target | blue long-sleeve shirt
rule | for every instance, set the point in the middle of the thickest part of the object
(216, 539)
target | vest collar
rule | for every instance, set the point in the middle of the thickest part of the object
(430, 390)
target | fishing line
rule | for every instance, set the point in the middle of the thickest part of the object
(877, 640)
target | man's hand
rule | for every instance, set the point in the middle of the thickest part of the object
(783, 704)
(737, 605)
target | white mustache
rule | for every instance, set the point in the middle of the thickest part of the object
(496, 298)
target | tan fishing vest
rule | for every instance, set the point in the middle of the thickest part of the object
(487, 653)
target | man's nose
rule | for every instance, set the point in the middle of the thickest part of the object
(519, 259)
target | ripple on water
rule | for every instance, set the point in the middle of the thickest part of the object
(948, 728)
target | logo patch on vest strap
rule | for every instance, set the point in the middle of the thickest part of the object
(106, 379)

*What you need to do*. Copy out the data above word for word, starting at its first line and ending with the line that contains "target | man's hand".

*Answer box*.
target | blue long-sleeve shirt
rule | for every instance, set the point in the middle of the thickest part of the object
(216, 539)
target | vest collar
rule | for every instance, set the point in the middle of the thickest part of the object
(430, 390)
target | fishing line
rule | for every instance, set the point in the middle of the thickest part of the object
(877, 640)
target | man's hand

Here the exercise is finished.